Worried? No. Happy to die now? Yes!
Now is of course my 83rd year. No commiserations needed. I am not in any way ill, actually quite fit, nor am I depressed. Life is very good. The last 20 years have possibly been the best ever and looking forward to more.
I don’t wish my life to end, enjoy it too much. Yet at 82+ you know, quite starkly, that it could happen. Any day soon. Not sure that I had ever thought about it before.
But all of us ancient people are living with a death sentence. Quite strange, absolutely normal and yet no one talks about it!
I decided to have a think and do a bit of talking, out loud. Friends around my age were challenged. And the first interesting finding was that almost no one minded the idea of life ending.
A surprising number said they were ready to go. They didn’t mean this week they added hastily, too much to do and a granddaughter’s wedding, coming up. etc. “They need me.” and “I can’t bear to leave them” was of course part of every conversation.

********************

#### EXERCISE:
Can you retype the part of the essay on old age and facing death that starts with "Worried? No. Happy" and goes on through "forward to more."?

********************

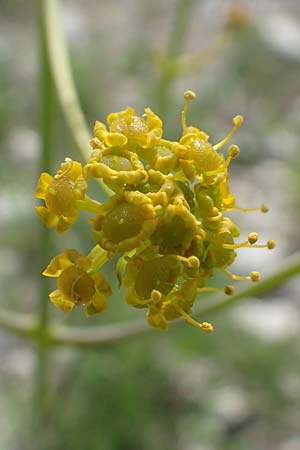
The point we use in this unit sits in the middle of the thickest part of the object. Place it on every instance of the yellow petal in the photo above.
(47, 217)
(115, 139)
(71, 168)
(97, 305)
(101, 284)
(64, 223)
(60, 302)
(43, 183)
(61, 262)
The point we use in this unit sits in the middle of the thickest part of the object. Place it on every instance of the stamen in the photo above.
(188, 96)
(255, 276)
(237, 122)
(205, 326)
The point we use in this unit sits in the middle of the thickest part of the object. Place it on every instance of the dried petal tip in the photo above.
(189, 95)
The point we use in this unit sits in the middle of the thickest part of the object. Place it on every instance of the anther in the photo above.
(264, 208)
(252, 238)
(233, 151)
(255, 276)
(229, 290)
(271, 244)
(237, 122)
(188, 96)
(207, 327)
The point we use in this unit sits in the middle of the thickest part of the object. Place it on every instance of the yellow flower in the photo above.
(126, 220)
(116, 166)
(60, 194)
(175, 230)
(77, 283)
(125, 127)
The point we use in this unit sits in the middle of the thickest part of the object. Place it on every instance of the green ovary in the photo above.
(76, 285)
(171, 234)
(59, 197)
(115, 162)
(159, 273)
(123, 222)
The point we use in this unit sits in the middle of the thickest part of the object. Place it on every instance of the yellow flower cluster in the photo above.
(165, 218)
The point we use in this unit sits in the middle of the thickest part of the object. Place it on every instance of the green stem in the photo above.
(26, 326)
(60, 66)
(174, 48)
(46, 131)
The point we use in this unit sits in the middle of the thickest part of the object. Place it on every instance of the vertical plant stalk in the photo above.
(46, 134)
(60, 66)
(174, 48)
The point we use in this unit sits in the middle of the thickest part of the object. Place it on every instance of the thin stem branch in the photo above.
(63, 78)
(174, 48)
(46, 131)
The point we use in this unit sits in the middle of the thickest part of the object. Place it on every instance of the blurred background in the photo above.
(238, 388)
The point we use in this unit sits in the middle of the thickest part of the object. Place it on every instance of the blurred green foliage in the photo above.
(161, 391)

********************

#### RESULT FOR THIS EXERCISE:
Worried? No. Happy to die now? Yes!
Now is of course my 83rd year. No commiserations needed. I am not in any way ill, actually quite fit, nor am I depressed. Life is very good. The last 20 years have possibly been the best ever and looking forward to more.